- [What is being asked]
Pick out each line of the material below that contains the word "every", and treat uppercase and lowercase as different.

┌─ Dataset

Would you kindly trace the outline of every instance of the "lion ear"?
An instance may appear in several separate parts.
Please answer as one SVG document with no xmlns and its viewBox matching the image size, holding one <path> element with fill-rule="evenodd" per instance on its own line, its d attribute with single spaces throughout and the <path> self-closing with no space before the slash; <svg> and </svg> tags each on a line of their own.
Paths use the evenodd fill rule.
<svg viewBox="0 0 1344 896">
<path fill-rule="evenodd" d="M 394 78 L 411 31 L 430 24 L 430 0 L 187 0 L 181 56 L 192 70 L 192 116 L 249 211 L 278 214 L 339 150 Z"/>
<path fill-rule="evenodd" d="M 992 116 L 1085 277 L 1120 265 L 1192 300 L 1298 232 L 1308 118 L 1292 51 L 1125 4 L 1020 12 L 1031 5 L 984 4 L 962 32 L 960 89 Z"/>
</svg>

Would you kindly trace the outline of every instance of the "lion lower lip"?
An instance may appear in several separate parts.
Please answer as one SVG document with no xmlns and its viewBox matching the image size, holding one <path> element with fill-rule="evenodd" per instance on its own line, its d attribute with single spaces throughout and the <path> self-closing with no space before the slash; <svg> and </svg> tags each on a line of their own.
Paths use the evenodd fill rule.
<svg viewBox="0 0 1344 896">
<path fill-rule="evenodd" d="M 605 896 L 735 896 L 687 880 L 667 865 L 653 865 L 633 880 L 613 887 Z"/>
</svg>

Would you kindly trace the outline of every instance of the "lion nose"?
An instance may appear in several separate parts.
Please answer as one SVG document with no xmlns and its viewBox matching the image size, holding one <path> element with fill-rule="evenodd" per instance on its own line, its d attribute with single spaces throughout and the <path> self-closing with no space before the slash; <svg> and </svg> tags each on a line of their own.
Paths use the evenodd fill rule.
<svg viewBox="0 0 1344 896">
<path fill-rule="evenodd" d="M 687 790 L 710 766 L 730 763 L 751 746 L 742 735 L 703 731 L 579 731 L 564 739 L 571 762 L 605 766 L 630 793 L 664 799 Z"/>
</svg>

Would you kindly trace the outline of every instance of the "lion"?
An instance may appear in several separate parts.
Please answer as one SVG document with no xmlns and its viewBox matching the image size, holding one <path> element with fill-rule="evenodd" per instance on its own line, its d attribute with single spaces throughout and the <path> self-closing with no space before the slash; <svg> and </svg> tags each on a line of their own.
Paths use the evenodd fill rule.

└─

- [Correct result]
Would you kindly trace the outline of every instance of the "lion ear"?
Would you kindly trace the outline of every instance of the "lion lower lip"?
Would you kindly trace the outline of every instance of the "lion nose"?
Would you kindly trace the outline of every instance of the "lion"?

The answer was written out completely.